A run of records:
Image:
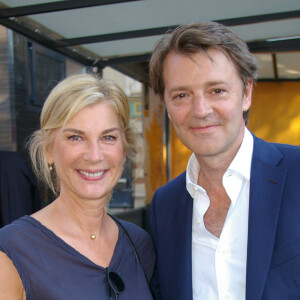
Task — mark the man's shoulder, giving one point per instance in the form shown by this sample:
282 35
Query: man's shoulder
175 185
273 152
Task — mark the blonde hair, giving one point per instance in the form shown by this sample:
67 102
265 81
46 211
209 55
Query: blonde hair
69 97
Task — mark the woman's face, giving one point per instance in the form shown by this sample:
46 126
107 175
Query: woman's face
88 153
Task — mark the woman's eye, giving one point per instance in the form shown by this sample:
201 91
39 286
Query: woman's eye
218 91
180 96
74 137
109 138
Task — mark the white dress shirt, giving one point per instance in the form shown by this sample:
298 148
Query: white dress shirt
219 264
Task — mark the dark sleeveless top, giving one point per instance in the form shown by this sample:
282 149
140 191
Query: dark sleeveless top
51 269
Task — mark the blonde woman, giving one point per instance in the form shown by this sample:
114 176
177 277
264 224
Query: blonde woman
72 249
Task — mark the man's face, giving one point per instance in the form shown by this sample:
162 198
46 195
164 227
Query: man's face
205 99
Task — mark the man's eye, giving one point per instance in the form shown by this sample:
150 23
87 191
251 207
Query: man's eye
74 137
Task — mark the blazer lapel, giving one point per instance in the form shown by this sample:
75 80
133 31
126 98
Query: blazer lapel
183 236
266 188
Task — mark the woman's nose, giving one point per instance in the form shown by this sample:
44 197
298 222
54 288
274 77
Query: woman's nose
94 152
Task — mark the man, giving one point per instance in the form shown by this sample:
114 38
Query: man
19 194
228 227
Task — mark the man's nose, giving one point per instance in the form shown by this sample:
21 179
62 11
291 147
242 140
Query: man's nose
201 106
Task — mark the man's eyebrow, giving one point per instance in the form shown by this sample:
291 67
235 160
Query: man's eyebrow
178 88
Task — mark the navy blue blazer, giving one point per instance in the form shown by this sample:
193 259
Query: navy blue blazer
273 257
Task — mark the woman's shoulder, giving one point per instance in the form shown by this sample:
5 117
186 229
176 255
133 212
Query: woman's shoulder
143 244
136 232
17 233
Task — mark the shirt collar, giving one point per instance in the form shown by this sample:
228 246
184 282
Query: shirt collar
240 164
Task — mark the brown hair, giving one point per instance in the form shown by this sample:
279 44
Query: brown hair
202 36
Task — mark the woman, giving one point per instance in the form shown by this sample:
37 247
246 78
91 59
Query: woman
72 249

■ Problem to work on ■
Rewrite the material from the line containing "Task — mark the brown" through the end, replacing "brown hair" with "dark hair" and leaving everything else unchanged.

■ Exercise answer ■
Task — mark the dark hair, giving one point per instance in the form shown by this sample:
279 44
Query: dark hair
202 36
Task — mark the woman, giving one point per instance in the form shown by this sample:
37 247
246 78
91 59
Query: woman
72 249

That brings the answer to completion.